__Task item 1__
Translate this sentence from the expense excerpt into Spanish: "Corporate expenses totaled $2.6 million, up $0.3 million from the same period in 2006."
__Task item 2__
Please return the passage of the expense excerpt from "Selling, general and administrative expenses totaled" to "and $0.6 million, respectively.", copied word for word.

__Text segment__
=-=-=-=-=

Research and development expenses for the third quarter of 2007 totaled $6.7 million, up $0.4 million, or 7%, from the same period in 2006. Development costs for Hyphanox were up $1.8 million versus 2006 mostly related to the Phase 3 study in onychomycosis. Most of this increase was offset by lower spending resulting from the completion of the Phase 2b studies earlier this year for both Rambazole and Pramiconazole. Research and development expenses for the third quarter of 2007 and 2006 include stock based compensation expense of $0.4 million and $0.3 million, respectively.
Selling, general and administrative expenses totaled $12.9 million for the third quarter of 2007, compared with $8.9 million in the same period in 2006. Selling expenses were $4.1 million, an increase of $0.8 million from the third quarter of 2006 due to selling costs related to third party co-promotion services for Vusion. Brand marketing and other commercial expenses were $4.6 million in the third quarter of 2007, up $2.3 million from 2006, reflecting increased spending in support of both Vusion and Xolegel, including our direct to consumer advertising campaign for Vusion. Corporate expenses totaled $2.6 million, up $0.3 million from the same period in 2006. Selling, general and administrative expenses for the third quarter of 2007 and 2006 include stock based compensation expense of $0.9 million and $0.6 million, respectively.

=-=-=-=-=

Records from a data source
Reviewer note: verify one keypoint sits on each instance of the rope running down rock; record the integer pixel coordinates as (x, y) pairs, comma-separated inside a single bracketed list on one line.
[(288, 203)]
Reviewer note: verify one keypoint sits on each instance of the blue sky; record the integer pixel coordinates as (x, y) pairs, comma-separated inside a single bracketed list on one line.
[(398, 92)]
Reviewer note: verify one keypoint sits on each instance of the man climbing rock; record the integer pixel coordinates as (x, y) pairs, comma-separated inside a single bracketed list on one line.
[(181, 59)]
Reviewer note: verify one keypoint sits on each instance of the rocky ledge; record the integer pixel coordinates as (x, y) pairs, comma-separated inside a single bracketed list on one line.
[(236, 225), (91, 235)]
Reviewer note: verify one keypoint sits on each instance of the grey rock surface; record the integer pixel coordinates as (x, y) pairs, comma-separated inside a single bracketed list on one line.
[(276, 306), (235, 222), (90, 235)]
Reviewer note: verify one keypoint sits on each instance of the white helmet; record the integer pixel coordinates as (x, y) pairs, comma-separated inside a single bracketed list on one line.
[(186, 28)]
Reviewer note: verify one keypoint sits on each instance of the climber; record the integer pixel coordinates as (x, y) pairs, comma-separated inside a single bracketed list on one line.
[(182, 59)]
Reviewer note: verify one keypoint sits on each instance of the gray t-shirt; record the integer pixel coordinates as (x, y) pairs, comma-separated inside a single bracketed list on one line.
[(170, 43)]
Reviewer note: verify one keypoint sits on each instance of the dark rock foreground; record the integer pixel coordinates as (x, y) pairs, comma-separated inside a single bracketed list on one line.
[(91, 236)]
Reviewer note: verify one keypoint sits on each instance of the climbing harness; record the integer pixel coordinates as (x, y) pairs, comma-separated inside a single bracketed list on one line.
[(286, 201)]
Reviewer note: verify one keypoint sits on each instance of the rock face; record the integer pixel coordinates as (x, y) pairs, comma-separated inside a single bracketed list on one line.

=-=-=-=-=

__Exercise solution 1__
Los gastos corporativos sumaron 2,6 millones de dólares, un aumento de 0,3 millones de dólares con respecto al mismo período de 2006.

__Exercise solution 2__
Selling, general and administrative expenses totaled $12.9 million for the third quarter of 2007, compared with $8.9 million in the same period in 2006. Selling expenses were $4.1 million, an increase of $0.8 million from the third quarter of 2006 due to selling costs related to third party co-promotion services for Vusion. Brand marketing and other commercial expenses were $4.6 million in the third quarter of 2007, up $2.3 million from 2006, reflecting increased spending in support of both Vusion and Xolegel, including our direct to consumer advertising campaign for Vusion. Corporate expenses totaled $2.6 million, up $0.3 million from the same period in 2006. Selling, general and administrative expenses for the third quarter of 2007 and 2006 include stock based compensation expense of $0.9 million and $0.6 million, respectively.